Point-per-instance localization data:
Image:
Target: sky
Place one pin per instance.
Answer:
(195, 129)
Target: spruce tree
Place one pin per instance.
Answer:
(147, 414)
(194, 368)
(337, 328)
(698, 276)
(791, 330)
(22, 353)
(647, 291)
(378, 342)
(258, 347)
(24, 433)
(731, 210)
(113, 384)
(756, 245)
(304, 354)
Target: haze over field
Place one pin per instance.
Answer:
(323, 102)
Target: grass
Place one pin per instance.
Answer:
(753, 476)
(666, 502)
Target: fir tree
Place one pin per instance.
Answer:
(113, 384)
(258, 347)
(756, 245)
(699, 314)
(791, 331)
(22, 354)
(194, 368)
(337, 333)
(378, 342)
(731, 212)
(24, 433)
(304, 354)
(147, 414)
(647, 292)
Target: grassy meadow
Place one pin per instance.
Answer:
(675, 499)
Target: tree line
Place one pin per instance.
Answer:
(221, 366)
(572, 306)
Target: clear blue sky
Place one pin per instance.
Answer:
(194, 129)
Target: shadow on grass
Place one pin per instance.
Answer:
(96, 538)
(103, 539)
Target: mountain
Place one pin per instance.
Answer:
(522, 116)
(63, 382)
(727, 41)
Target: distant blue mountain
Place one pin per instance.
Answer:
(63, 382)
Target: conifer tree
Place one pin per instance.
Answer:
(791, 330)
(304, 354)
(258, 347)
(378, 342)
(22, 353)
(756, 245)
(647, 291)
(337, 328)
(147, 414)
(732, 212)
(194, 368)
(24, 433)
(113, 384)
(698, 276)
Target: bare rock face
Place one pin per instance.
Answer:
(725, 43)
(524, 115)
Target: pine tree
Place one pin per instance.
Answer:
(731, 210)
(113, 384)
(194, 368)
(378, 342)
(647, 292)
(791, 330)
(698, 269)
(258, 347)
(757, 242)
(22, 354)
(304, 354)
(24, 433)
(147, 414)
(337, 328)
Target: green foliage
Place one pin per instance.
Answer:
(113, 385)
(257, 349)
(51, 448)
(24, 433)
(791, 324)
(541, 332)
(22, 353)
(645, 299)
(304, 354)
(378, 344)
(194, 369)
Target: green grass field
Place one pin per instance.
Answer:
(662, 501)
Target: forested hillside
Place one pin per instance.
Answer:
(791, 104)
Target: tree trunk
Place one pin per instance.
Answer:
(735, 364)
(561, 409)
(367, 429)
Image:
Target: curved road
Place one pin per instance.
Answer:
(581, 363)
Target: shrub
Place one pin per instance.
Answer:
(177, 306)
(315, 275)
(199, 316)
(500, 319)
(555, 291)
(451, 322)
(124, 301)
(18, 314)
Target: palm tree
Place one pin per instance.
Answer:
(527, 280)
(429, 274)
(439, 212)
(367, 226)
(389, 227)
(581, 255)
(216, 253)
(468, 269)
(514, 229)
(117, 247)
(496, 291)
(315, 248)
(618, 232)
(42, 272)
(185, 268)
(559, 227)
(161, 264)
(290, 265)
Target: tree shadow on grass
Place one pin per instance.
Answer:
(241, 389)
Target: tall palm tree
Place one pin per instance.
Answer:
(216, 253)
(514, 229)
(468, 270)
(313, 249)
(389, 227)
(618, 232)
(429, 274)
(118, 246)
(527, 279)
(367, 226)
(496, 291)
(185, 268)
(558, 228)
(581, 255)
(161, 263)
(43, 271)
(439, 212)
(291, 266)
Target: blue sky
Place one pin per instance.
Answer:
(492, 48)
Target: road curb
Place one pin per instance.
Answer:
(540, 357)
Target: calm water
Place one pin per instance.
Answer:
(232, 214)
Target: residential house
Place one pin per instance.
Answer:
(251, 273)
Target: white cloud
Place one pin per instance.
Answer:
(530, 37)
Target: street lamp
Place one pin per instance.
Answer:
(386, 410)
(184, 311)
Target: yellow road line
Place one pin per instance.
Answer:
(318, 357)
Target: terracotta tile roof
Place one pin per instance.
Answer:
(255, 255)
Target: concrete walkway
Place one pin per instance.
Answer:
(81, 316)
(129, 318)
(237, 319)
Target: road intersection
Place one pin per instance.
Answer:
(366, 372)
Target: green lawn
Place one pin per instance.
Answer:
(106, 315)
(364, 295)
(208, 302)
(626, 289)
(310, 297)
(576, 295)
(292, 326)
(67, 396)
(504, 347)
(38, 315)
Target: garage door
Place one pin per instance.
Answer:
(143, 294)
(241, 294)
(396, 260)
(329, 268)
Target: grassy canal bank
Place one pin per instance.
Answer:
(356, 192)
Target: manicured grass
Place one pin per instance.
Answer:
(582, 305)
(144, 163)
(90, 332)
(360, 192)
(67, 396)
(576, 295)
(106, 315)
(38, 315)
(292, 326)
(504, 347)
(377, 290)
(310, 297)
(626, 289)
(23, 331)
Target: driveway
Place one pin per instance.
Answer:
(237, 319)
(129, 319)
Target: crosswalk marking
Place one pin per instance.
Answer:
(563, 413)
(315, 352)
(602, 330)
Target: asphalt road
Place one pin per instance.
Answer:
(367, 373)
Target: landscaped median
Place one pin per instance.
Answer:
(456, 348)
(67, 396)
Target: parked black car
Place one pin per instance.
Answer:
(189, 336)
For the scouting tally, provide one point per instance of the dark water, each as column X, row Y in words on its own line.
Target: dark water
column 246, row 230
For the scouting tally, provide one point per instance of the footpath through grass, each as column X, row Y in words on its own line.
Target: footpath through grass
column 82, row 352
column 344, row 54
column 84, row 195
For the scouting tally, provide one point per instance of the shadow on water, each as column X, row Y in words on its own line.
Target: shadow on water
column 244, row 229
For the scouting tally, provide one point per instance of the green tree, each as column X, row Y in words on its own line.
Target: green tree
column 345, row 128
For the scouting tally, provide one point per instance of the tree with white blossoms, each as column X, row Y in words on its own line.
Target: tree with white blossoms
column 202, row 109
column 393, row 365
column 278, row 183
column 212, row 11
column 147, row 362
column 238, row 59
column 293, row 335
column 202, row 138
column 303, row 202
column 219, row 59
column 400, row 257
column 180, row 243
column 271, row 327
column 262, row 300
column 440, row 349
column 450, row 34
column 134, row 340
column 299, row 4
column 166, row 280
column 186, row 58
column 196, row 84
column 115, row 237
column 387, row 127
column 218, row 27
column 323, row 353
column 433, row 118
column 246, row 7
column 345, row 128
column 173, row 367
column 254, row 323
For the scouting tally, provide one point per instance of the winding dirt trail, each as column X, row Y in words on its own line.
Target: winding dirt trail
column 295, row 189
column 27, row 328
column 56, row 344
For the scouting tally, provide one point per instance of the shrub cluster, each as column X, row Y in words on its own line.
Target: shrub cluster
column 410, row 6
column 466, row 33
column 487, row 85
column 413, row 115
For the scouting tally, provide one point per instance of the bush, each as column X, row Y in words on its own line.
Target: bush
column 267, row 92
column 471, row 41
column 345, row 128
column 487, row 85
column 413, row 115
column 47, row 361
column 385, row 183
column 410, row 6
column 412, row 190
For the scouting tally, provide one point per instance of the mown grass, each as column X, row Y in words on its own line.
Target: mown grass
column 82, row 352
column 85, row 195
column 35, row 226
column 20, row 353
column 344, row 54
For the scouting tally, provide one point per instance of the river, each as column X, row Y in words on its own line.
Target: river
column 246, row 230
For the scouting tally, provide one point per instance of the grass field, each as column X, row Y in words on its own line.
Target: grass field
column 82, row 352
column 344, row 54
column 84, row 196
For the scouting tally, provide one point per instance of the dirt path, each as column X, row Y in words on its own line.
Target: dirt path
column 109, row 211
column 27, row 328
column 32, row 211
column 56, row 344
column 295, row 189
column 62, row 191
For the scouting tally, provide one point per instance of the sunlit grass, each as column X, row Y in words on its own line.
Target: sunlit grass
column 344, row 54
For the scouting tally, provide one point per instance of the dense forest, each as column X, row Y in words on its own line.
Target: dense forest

HOW TO COMPLETE THIS TASK => Could you copy out all of the records above exactly?

ANSWER TO THIS PROBLEM =>
Image:
Target: sky
Place one pin per instance.
Answer:
(195, 129)
Target: spruce tree
Place one pin per instance.
Answer:
(147, 414)
(194, 368)
(337, 328)
(698, 276)
(791, 330)
(22, 353)
(647, 291)
(378, 342)
(258, 347)
(24, 433)
(731, 210)
(113, 384)
(756, 245)
(304, 354)
Target: haze over field
Place one pin per instance.
Answer:
(323, 102)
Target: grass
Place one pin per instance.
Answer:
(753, 476)
(666, 502)
Target: fir tree
Place one pin per instance.
Answer:
(113, 384)
(258, 347)
(756, 245)
(699, 314)
(791, 331)
(22, 354)
(194, 368)
(337, 333)
(378, 342)
(731, 212)
(24, 433)
(304, 354)
(147, 414)
(647, 292)
Target: grassy meadow
Place one pin per instance.
Answer:
(675, 499)
Target: tree line
Place one pin per instance.
Answer:
(221, 366)
(572, 306)
Target: clear blue sky
Place one pin per instance.
Answer:
(194, 129)
Target: shadow on grass
Place one pin per instance.
Answer:
(96, 538)
(103, 539)
Target: mountain
Place one pin per instance.
Answer:
(522, 116)
(63, 382)
(727, 41)
Target: distant blue mountain
Place one pin per instance.
Answer:
(63, 382)
Target: conifer tree
Place one pin per instance.
Answer:
(791, 330)
(304, 354)
(258, 347)
(378, 342)
(22, 353)
(756, 245)
(647, 291)
(337, 328)
(147, 414)
(732, 212)
(194, 368)
(24, 433)
(113, 384)
(698, 276)
Target: bare rock face
Place one pin per instance.
Answer:
(725, 43)
(524, 115)
Target: pine tree
Place one pin per instance.
Answer:
(731, 210)
(113, 384)
(194, 368)
(378, 342)
(647, 292)
(791, 330)
(698, 269)
(258, 347)
(757, 242)
(22, 354)
(304, 354)
(24, 433)
(147, 414)
(337, 328)
Target: green foliage
Place one pin per instance.
Answer:
(113, 385)
(257, 349)
(51, 448)
(24, 433)
(791, 324)
(541, 332)
(22, 353)
(645, 299)
(304, 354)
(378, 344)
(194, 369)
Target: green grass field
Place one pin per instance.
Answer:
(662, 501)
Target: forested hillside
Place one pin per instance.
Answer:
(791, 104)
Target: tree trunk
Place one pin per instance.
Answer:
(735, 364)
(561, 409)
(367, 429)
Image:
Target: curved road
Place one pin per instance.
Answer:
(581, 363)
Target: shrub
Place one pin per instance.
Answer:
(177, 306)
(315, 275)
(199, 316)
(500, 319)
(555, 291)
(451, 322)
(124, 301)
(18, 314)
Target: palm tree
Place one pin per instance.
Answer:
(527, 280)
(429, 274)
(439, 212)
(367, 226)
(389, 227)
(581, 255)
(216, 253)
(468, 269)
(514, 229)
(117, 247)
(496, 291)
(315, 248)
(618, 232)
(42, 272)
(185, 268)
(559, 227)
(161, 264)
(290, 265)
Target: tree shadow on grass
Place one pin per instance.
Answer:
(241, 389)
Target: tall palm tree
Place one pin per instance.
Answer:
(216, 253)
(514, 229)
(468, 270)
(313, 249)
(389, 227)
(618, 232)
(429, 274)
(118, 246)
(527, 279)
(367, 226)
(496, 291)
(185, 268)
(558, 228)
(581, 255)
(161, 263)
(43, 271)
(439, 212)
(291, 266)
Target: blue sky
Place one pin per instance.
Answer:
(492, 48)
Target: road curb
Place one pin per instance.
Answer:
(540, 357)
Target: calm water
Place one pin per instance.
Answer:
(232, 214)
Target: residential house
Place one pin per instance.
Answer:
(251, 273)
Target: white cloud
Place one pin per instance.
Answer:
(530, 37)
Target: street lamp
Place one pin per instance.
Answer:
(386, 410)
(184, 311)
Target: yellow road line
Place one pin per instance.
Answer:
(318, 357)
Target: terracotta tile roof
Place one pin per instance.
Answer:
(255, 255)
Target: concrete walkway
Place one pin per instance.
Answer:
(81, 316)
(129, 318)
(237, 319)
Target: road intersection
Place one pin per instance.
Answer:
(366, 372)
Target: green lawn
Place one pin per instance.
Answer:
(106, 315)
(364, 295)
(208, 302)
(626, 289)
(310, 297)
(576, 295)
(292, 326)
(67, 396)
(504, 347)
(38, 315)
Target: garage door
Place one pin per instance.
Answer:
(143, 294)
(241, 294)
(396, 260)
(329, 268)
Target: grassy canal bank
Place one pin per instance.
Answer:
(356, 192)
Target: manicured grass
Place one pin per instance.
Answer:
(582, 305)
(144, 163)
(90, 332)
(360, 192)
(67, 396)
(576, 295)
(106, 315)
(38, 315)
(292, 326)
(504, 347)
(377, 290)
(310, 297)
(626, 289)
(23, 331)
Target: driveway
Place one pin per instance.
Answer:
(237, 319)
(129, 319)
Target: crosswalk marking
Place one pin per instance.
Answer:
(563, 413)
(315, 352)
(602, 330)
Target: asphalt road
Place one pin per instance.
Answer:
(367, 373)
Target: landscaped median
Place one pin per instance.
Answer:
(456, 348)
(67, 396)
Target: parked black car
Place one pin per instance.
Answer:
(189, 336)
For the scouting tally, provide one point per instance of the dark water, each as column X, row Y in words on its own line.
Target: dark water
column 246, row 230
For the scouting tally, provide one point per instance of the footpath through grass, each as column X, row Y in words on its own line.
Target: footpath through grass
column 82, row 352
column 344, row 54
column 84, row 195
For the scouting tally, provide one point per instance of the shadow on water, each as column X, row Y in words on its own line.
Target: shadow on water
column 244, row 229
For the scouting tally, provide one point per instance of the green tree, each as column X, row Y in words on its own line.
Target: green tree
column 345, row 128
For the scouting tally, provide one point per instance of the tree with white blossoms, each as column X, row Y in words on its own line.
Target: tree with white blossoms
column 202, row 109
column 393, row 365
column 278, row 183
column 212, row 11
column 147, row 362
column 238, row 59
column 293, row 335
column 202, row 138
column 303, row 202
column 219, row 59
column 400, row 257
column 180, row 243
column 271, row 327
column 262, row 300
column 440, row 349
column 450, row 34
column 134, row 340
column 299, row 4
column 166, row 280
column 186, row 58
column 196, row 84
column 115, row 237
column 387, row 127
column 218, row 27
column 323, row 353
column 433, row 118
column 246, row 7
column 345, row 128
column 173, row 367
column 254, row 323
For the scouting tally, provide one point per instance of the winding dirt trail, each as column X, row Y in words on its own line.
Target: winding dirt trail
column 295, row 189
column 27, row 328
column 56, row 344
For the scouting tally, provide one point per instance of the shrub cluster, each as column X, row Y in words on its own line.
Target: shrub cluster
column 410, row 6
column 466, row 33
column 487, row 85
column 413, row 115
For the scouting tally, provide one point per instance of the bush, each as column X, row Y in words on its own line.
Target: bush
column 267, row 92
column 471, row 41
column 345, row 128
column 487, row 85
column 413, row 115
column 47, row 361
column 385, row 183
column 410, row 6
column 412, row 190
For the scouting tally, provide one point per instance of the mown grass, each as column X, row Y in words on its own line.
Target: mown grass
column 82, row 352
column 85, row 195
column 35, row 226
column 20, row 353
column 344, row 54
For the scouting tally, provide one point per instance of the river, each as column X, row Y in words on its own line.
Target: river
column 246, row 230
For the scouting tally, provide one point per instance of the grass field, each as column X, row Y in words on its own line.
Target: grass field
column 82, row 352
column 344, row 54
column 84, row 196
For the scouting tally, provide one point per instance of the dirt path, each as column X, row Y in words on its own line.
Target: dirt path
column 109, row 211
column 27, row 328
column 32, row 211
column 56, row 344
column 295, row 189
column 62, row 191
For the scouting tally, provide one point per instance of the sunlit grass, each as column X, row Y in words on its own line.
Target: sunlit grass
column 344, row 54
For the scouting tally, provide one point per instance of the dense forest, each as column X, row Y in words on its own line.
Target: dense forest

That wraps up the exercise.